◆ Your task:
With nothing added or dropped, output every record below exactly.

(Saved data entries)
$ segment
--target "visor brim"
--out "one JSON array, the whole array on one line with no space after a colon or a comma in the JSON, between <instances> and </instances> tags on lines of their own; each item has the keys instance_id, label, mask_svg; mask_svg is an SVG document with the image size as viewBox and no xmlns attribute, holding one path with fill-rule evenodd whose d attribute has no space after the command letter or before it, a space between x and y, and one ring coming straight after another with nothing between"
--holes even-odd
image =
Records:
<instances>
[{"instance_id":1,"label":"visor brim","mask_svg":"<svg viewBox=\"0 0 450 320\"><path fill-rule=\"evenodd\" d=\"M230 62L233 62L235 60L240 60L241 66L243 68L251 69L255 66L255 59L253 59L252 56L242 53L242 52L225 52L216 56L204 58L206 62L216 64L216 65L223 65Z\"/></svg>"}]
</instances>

◆ Output for this exercise:
$ segment
--target "visor brim"
--out "one JSON array, the whole array on one line with no space after a colon or a comma in the JSON, between <instances> and </instances> tags on lines of their own; each item has the keys instance_id, label, mask_svg; mask_svg is an SVG document with the image size as viewBox and no xmlns attribute, holding one path with fill-rule evenodd whose d attribute has no space after the command letter or before it, a space between x and y, and one ring coming straight after another with nothing between"
--holes even-odd
image =
Records:
<instances>
[{"instance_id":1,"label":"visor brim","mask_svg":"<svg viewBox=\"0 0 450 320\"><path fill-rule=\"evenodd\" d=\"M230 62L233 62L235 60L240 60L241 66L243 68L251 69L255 66L255 59L253 59L252 56L242 53L242 52L225 52L216 56L204 58L206 62L216 64L216 65L223 65Z\"/></svg>"}]
</instances>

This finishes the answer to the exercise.